Что нужно сделать:
a - Верните дословно фрагмент текста о Мандельштаме, начиная с «Для того, чтобы» и заканчивая «только чувство: надежда.».
b - Согласно тексту о Мандельштаме, в статье какого года он написал, что поэт ни при каких обстоятельствах не должен оправдываться?

Текст документа:

###

Для того, чтобы попытка прославления Сталина ему удалась, у такого поэта, как Мандельштам, мог быть только один путь: это попытка должна была быть искренней. Точкой опоры для мало-мальски искренней попытки примирения с реальностью сталинского режима для Мандельштама могло быть одно только чувство: надежда.
Если бы это была только надежда на перемены в его личной судьбе, тут ещё не было бы самообмана. Но, по самой природе своей души озабоченный не только личной своей судьбой, поэт пытается выразить некие общественные надежды. И тут-то и начинается самообман, самоуговаривание.
Когда-то давным-давно (в статье 1913 года) Мандельштам написал, что поэт ни при каких обстоятельствах не должен оправдываться. Это, говорил он "… непростительно! Недопустимо для поэта! Единственное, что нельзя простить! Ведь поэзия есть сознание своей правоты." О. Мандельштам открыто провозглашал готовность принять мученический венец "за гремучую доблесть грядущих веков, за высокое племя людей." Демонстративно славил он всё то, что у него никогда не было, лишь бы утвердить свою непричастность, свою до конца осознанную враждебность "веку-волкодаву".
Для Пастернака петровская дыба, призрак которой неожиданно воскрес в ХХ веке, была всего лишь нравственной преградой на пути духовного развития. Вопрос стоял так: имеет ли он моральное право через эту преграду переступить? Ведь и кровь и грязь – всё это окупится будущим богатством, "счастьем сотен тысяч"!
Душе Мандельштама плохо давались эти резоны, потому что в качестве объекта пыток и казней он неизменно пророчески видел себя.
Я на лестнице чёрной живу, и в висок
Ударяет мне вырванный с мясом звонок.
И всю ночь напролёт жду гостей дорогих,
Шевеля кандалами цепочек дверных.

###

Фрагменты набора данных:

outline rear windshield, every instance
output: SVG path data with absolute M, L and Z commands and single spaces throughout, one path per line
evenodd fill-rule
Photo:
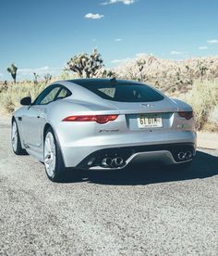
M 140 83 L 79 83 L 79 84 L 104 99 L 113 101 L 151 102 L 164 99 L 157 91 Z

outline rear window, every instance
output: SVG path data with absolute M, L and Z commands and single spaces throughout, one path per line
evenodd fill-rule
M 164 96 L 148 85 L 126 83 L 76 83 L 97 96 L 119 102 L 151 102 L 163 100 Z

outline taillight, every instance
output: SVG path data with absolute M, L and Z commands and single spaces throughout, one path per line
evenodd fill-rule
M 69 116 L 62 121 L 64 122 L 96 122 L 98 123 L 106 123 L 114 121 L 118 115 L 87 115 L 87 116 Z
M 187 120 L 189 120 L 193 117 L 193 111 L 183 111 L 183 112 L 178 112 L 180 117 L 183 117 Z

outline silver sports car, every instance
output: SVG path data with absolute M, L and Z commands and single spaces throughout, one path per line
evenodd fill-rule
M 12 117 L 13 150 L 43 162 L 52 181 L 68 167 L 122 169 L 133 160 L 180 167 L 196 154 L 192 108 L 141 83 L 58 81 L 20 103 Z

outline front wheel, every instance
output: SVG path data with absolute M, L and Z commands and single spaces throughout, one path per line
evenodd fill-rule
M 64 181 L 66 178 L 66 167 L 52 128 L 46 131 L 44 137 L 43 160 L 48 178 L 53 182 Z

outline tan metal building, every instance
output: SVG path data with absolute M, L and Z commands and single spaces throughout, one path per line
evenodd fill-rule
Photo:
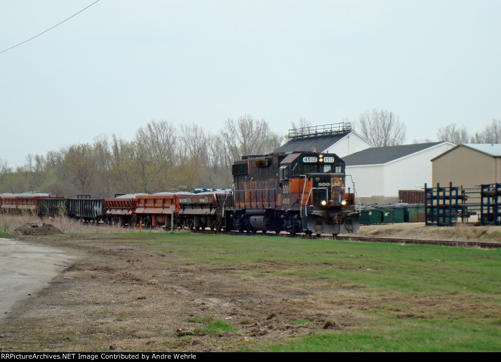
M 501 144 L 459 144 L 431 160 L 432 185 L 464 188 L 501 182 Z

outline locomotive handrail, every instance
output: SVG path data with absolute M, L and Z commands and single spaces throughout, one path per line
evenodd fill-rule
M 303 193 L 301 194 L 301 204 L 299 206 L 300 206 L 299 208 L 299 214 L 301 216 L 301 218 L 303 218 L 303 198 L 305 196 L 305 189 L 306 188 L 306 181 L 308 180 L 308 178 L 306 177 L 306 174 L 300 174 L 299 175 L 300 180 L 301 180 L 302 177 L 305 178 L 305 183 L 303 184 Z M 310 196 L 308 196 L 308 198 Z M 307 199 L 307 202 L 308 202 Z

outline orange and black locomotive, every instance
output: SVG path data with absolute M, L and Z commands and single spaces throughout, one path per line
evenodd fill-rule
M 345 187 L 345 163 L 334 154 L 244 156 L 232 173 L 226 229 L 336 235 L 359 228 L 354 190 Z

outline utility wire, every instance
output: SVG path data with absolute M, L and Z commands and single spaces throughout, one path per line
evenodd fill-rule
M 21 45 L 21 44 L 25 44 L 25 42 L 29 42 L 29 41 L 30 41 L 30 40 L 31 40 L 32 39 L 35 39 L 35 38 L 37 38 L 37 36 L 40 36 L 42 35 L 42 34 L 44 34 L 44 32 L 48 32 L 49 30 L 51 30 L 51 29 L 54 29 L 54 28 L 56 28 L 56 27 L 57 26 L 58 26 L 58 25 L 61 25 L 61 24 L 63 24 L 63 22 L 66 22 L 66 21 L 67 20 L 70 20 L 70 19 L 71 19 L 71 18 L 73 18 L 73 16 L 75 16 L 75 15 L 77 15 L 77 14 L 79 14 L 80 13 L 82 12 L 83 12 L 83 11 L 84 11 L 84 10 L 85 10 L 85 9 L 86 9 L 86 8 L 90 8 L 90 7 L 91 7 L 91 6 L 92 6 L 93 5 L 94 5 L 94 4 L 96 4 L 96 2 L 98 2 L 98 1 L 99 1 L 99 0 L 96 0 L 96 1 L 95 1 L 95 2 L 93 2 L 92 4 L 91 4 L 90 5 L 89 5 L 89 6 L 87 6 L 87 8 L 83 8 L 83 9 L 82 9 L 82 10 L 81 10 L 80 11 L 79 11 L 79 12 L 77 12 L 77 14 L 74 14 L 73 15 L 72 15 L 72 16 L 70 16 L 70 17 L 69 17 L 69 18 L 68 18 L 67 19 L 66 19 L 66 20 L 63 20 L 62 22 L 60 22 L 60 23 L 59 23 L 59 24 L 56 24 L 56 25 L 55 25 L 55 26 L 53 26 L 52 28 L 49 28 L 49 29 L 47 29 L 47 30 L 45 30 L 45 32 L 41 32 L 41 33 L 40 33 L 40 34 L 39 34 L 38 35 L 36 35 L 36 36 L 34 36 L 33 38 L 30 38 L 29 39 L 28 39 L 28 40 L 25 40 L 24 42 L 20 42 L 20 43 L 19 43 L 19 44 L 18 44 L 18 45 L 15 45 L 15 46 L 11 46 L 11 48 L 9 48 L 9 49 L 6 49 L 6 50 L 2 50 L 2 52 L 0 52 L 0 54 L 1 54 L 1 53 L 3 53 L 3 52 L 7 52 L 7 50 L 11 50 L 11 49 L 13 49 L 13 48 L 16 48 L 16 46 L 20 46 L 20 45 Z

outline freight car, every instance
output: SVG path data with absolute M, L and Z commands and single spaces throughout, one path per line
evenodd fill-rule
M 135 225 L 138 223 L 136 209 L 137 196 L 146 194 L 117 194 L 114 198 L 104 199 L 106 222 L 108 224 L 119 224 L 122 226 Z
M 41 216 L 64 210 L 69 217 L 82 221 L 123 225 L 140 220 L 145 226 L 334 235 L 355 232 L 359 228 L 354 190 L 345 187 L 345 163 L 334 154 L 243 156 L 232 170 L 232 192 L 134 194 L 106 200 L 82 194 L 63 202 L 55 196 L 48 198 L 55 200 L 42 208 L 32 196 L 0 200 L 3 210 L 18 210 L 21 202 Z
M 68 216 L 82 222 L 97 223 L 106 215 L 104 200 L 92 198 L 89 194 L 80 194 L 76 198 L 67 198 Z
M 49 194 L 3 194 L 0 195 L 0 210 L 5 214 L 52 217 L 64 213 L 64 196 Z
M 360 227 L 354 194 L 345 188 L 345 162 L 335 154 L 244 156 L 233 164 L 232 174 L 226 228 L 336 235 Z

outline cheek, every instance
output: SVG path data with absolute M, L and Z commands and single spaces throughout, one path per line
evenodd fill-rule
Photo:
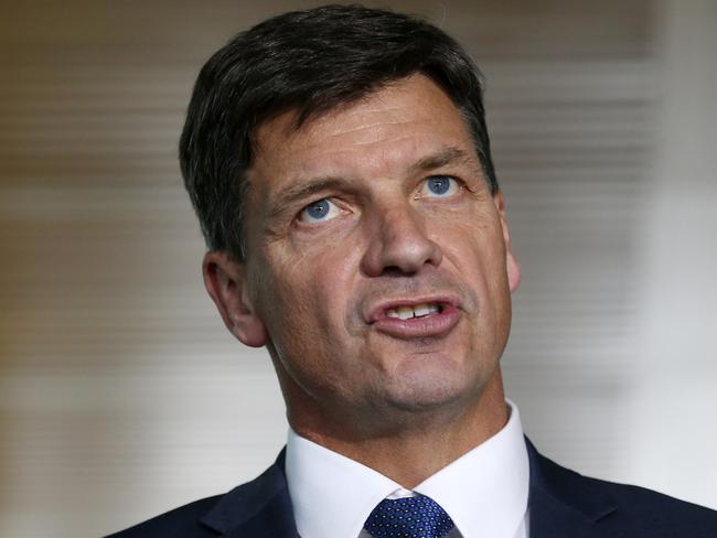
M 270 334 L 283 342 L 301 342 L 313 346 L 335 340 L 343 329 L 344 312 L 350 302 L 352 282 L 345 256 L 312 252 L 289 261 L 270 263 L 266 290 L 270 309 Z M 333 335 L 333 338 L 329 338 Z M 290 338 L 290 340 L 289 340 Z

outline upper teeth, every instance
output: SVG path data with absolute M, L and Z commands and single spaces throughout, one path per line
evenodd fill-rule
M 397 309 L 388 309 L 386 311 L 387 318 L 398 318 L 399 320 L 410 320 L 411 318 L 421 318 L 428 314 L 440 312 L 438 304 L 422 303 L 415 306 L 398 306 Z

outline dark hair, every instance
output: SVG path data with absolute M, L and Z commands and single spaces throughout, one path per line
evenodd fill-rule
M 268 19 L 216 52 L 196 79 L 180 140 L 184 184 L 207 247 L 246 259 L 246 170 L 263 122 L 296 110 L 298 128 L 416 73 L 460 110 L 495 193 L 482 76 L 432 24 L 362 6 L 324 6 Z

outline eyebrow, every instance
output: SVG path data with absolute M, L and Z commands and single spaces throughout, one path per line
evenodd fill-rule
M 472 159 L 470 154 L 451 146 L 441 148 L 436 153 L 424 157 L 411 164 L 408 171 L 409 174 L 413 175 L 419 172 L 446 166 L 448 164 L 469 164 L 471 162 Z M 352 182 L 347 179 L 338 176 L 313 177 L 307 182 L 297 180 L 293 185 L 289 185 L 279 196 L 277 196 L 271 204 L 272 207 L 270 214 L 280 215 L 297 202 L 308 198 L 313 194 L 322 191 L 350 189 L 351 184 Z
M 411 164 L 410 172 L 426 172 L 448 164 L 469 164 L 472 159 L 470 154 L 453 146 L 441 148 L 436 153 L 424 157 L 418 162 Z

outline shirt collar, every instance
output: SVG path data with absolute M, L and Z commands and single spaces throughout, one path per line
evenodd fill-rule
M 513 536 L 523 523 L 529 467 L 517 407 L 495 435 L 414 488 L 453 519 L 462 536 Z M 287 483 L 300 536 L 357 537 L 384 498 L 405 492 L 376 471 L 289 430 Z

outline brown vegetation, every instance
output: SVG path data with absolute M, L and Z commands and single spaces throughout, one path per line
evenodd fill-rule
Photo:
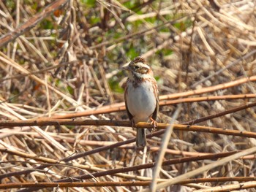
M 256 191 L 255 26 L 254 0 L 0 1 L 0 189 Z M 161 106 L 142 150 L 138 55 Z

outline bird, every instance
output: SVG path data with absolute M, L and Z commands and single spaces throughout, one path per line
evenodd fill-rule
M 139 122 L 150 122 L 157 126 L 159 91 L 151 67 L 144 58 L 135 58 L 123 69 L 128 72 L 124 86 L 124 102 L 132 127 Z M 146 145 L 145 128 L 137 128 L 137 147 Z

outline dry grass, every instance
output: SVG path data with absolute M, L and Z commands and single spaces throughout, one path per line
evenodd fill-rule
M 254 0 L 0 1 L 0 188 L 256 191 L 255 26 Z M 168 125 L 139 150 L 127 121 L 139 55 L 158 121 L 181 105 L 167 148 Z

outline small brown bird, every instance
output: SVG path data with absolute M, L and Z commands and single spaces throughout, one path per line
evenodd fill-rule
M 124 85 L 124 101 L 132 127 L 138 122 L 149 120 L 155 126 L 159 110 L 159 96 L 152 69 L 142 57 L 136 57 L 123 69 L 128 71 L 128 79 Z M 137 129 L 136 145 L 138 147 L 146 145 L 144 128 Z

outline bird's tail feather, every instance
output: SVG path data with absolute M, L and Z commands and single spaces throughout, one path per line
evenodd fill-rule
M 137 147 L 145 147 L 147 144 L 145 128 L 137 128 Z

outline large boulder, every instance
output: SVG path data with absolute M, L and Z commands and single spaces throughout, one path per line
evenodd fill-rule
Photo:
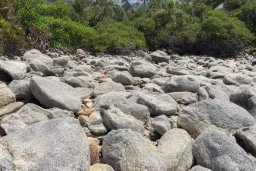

###

Полные решения:
a -
Для того, чтобы попытка прославления Сталина ему удалась, у такого поэта, как Мандельштам, мог быть только один путь: это попытка должна была быть искренней. Точкой опоры для мало-мальски искренней попытки примирения с реальностью сталинского режима для Мандельштама могло быть одно только чувство: надежда.

b - В статье 1913 года.